• **Instruction**
Count the lines in the listing below that contain the string "iron", treating uppercase and lowercase as different. Reply with the number alone.

########################################

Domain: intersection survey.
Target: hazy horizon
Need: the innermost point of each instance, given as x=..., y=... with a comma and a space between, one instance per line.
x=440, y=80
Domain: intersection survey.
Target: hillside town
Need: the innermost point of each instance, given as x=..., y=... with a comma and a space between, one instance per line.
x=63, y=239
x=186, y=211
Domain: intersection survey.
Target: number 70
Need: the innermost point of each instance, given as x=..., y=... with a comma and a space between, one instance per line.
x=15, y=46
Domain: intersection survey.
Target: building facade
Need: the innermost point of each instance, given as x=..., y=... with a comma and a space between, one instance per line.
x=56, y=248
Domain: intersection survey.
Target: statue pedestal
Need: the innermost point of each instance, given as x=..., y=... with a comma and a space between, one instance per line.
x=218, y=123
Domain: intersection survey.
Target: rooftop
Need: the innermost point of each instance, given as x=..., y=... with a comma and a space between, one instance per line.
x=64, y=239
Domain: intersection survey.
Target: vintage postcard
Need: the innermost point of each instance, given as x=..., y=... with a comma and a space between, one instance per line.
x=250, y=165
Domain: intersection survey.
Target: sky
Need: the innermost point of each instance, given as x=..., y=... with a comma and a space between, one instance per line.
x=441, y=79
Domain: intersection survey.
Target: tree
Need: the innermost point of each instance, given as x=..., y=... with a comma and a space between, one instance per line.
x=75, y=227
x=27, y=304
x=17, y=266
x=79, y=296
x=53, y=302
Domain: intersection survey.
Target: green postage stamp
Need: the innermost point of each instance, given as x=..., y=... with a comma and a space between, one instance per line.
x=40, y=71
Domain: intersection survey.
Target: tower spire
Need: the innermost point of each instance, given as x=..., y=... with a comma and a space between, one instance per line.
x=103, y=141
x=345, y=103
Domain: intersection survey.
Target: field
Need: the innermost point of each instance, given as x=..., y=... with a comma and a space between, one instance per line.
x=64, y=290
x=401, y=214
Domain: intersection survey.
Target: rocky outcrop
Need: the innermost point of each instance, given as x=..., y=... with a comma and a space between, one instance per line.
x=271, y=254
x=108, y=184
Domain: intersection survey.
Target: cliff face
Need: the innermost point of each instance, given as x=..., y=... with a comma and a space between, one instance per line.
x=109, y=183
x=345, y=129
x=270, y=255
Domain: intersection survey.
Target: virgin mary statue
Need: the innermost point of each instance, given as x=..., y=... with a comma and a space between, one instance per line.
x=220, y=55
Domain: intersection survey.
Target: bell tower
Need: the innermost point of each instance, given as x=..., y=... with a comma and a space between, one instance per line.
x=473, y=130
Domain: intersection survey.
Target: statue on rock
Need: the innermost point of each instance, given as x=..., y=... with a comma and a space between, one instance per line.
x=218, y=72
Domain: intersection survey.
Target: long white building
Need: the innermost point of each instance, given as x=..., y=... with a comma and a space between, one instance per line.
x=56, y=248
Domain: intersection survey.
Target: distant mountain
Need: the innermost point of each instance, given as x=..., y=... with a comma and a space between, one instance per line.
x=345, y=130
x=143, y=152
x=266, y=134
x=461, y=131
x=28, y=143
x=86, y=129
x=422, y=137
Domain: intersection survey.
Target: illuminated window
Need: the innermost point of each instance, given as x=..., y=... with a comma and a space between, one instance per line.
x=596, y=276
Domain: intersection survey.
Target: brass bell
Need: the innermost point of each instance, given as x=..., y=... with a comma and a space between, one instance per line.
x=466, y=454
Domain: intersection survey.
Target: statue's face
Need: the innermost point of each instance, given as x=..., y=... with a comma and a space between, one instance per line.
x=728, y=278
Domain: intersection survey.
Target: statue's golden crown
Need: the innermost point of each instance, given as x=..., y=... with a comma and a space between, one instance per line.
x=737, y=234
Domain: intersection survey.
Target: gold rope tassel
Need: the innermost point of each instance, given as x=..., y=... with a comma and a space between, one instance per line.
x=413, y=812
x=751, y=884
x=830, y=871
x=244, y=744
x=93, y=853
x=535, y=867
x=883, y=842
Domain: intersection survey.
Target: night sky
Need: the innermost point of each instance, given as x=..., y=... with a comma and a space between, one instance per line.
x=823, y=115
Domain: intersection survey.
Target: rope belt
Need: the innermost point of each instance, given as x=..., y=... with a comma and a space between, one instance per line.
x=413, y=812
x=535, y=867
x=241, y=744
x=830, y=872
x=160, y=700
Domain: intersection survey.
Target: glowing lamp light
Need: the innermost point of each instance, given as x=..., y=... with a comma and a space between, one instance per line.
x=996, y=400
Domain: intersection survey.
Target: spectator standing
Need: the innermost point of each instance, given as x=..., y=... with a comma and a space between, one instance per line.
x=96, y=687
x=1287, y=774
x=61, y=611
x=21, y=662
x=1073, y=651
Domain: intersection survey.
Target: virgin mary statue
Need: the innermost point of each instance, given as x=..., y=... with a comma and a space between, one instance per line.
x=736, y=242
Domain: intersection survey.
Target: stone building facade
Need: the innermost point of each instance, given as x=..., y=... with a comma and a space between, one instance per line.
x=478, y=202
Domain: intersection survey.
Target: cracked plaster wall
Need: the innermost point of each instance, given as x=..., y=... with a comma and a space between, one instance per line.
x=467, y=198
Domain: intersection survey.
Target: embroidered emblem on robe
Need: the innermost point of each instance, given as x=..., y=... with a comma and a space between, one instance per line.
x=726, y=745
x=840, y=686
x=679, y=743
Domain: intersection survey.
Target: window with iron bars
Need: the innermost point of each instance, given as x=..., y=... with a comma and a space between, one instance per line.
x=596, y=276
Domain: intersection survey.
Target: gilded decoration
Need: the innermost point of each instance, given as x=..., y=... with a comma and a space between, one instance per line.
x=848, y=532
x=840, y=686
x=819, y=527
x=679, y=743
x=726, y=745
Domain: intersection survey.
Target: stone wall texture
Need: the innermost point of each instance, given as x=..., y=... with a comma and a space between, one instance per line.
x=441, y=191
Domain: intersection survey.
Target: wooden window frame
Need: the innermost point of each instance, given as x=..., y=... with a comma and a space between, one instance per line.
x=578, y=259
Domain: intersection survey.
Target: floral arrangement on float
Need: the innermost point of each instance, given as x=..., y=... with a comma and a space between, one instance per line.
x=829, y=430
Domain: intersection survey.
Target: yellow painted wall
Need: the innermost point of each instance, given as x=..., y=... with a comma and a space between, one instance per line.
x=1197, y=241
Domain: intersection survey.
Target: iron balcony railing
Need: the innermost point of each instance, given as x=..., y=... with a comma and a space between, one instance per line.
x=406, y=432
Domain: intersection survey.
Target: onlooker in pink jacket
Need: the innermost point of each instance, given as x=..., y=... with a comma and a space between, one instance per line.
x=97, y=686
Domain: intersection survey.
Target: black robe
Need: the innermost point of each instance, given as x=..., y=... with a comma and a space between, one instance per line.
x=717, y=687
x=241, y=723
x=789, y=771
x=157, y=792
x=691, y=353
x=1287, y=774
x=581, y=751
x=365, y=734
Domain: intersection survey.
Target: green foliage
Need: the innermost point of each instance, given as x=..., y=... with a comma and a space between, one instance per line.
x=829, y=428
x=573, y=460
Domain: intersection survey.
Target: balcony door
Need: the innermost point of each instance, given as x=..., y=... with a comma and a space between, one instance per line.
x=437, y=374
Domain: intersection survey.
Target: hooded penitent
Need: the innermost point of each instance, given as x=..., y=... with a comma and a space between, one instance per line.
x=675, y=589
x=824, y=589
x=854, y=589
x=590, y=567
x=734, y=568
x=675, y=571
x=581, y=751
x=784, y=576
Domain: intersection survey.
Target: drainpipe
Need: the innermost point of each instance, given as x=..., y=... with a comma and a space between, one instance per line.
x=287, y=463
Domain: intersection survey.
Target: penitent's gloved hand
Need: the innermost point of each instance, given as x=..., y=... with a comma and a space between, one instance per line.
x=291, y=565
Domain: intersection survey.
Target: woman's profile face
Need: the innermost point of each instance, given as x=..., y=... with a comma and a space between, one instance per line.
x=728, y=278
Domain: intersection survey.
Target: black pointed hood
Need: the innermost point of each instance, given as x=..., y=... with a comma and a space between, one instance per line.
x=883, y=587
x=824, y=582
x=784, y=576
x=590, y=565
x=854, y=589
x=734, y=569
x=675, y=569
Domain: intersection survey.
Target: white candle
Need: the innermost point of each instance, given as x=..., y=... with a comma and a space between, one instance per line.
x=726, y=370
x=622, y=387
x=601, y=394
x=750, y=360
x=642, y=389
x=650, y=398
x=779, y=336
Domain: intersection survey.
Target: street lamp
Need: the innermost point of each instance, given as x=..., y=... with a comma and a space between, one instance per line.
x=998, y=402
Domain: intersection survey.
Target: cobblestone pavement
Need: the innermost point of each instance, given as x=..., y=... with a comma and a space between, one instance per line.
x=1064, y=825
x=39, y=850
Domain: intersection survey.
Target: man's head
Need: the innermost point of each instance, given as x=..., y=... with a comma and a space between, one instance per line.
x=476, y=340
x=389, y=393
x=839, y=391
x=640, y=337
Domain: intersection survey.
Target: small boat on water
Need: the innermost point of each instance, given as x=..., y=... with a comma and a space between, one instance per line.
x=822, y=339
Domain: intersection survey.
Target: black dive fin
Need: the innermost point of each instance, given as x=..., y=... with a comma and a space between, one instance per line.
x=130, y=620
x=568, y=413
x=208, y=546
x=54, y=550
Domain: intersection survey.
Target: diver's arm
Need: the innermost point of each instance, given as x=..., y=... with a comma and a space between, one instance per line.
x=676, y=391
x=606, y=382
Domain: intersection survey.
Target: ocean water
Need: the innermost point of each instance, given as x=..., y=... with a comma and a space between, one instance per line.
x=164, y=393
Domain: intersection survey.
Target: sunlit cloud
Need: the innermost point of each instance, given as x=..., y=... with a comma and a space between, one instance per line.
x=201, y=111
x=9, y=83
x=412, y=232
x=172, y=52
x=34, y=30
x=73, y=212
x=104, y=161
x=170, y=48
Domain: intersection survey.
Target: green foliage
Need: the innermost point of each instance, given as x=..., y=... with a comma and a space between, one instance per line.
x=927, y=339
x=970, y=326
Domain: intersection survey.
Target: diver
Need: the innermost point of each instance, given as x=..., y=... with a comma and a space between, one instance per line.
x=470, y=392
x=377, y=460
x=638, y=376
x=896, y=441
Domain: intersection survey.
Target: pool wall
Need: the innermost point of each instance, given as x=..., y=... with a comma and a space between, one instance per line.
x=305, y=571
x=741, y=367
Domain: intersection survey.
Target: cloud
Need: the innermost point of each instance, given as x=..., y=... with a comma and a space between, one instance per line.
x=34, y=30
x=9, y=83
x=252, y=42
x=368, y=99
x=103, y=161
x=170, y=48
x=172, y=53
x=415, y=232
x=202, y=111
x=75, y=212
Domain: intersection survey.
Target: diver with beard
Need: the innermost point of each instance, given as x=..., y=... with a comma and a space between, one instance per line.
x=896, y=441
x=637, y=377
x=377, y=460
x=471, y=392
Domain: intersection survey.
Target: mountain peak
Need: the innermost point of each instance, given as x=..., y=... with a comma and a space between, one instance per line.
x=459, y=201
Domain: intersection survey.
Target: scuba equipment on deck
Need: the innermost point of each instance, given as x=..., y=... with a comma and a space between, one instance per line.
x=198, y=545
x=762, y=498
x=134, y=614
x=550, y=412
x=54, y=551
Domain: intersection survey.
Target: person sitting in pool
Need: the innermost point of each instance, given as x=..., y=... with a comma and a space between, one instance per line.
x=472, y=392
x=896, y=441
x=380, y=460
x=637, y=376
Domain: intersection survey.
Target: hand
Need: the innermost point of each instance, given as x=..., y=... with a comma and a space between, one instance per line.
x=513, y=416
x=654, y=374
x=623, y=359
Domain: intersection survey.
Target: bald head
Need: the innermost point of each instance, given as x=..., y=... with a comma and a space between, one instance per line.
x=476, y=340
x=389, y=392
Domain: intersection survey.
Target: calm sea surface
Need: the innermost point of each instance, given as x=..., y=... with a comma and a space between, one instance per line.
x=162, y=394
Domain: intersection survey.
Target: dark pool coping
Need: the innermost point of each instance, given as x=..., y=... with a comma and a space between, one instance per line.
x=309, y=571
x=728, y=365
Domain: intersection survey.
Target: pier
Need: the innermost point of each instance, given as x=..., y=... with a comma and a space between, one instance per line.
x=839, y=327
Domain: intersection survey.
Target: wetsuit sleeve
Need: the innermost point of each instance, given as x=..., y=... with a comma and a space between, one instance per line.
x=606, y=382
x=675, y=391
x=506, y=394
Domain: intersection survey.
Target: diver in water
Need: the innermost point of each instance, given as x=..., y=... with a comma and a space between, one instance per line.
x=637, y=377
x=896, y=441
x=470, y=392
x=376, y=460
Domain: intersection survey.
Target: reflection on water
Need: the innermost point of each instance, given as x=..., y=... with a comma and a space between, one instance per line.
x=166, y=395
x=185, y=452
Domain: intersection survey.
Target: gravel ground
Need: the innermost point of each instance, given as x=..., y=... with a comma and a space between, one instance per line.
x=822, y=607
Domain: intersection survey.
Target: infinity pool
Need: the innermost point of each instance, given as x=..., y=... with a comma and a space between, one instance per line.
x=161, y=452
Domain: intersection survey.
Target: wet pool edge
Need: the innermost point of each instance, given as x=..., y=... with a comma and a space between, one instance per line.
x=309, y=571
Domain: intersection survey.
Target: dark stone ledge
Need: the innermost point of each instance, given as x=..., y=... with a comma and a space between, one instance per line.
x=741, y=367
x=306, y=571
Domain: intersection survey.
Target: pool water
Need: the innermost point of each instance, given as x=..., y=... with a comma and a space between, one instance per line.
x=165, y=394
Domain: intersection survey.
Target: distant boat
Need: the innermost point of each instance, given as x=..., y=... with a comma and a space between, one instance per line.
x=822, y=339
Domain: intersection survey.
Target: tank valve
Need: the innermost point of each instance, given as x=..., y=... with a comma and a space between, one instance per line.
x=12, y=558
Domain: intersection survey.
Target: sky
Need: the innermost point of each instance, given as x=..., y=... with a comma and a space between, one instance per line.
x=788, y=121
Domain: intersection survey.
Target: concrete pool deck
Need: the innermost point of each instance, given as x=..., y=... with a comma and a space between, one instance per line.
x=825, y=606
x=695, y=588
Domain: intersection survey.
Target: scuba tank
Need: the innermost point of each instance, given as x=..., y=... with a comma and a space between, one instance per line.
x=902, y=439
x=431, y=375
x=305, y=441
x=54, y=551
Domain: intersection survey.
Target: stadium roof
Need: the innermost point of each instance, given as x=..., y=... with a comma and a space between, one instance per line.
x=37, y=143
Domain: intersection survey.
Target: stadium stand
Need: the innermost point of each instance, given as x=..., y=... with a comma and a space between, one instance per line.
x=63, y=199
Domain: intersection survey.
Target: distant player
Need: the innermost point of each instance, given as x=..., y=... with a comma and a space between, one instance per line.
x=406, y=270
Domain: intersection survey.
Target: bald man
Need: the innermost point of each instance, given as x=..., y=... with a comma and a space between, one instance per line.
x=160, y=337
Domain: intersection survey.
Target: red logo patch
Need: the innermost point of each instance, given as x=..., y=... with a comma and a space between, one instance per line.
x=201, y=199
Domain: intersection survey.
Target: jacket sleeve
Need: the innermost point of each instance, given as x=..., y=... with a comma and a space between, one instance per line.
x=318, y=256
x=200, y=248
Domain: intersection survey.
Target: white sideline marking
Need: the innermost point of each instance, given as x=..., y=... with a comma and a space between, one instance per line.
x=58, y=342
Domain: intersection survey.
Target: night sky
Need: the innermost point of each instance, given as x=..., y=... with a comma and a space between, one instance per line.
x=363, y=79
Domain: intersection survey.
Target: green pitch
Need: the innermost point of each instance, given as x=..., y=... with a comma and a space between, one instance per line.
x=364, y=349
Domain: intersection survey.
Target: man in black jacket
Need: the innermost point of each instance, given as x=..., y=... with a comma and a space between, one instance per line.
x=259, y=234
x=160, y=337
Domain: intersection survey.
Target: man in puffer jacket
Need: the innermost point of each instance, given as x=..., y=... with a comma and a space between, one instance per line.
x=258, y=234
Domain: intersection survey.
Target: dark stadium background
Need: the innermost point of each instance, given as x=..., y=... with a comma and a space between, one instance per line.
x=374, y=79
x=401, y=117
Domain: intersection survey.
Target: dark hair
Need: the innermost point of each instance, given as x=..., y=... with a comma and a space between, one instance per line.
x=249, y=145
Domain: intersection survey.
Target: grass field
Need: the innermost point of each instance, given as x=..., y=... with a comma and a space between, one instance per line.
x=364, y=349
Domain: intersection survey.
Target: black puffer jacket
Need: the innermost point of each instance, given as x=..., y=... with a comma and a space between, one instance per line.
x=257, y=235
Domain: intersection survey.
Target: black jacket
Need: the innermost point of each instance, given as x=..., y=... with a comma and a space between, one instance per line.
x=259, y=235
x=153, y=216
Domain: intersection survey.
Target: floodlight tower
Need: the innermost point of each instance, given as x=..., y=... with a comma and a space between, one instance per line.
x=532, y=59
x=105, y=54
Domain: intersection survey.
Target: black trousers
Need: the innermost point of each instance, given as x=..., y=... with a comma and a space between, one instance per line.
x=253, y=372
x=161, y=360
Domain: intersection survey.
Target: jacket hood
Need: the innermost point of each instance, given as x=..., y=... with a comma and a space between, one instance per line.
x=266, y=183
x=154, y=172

########################################

• **The answer**
2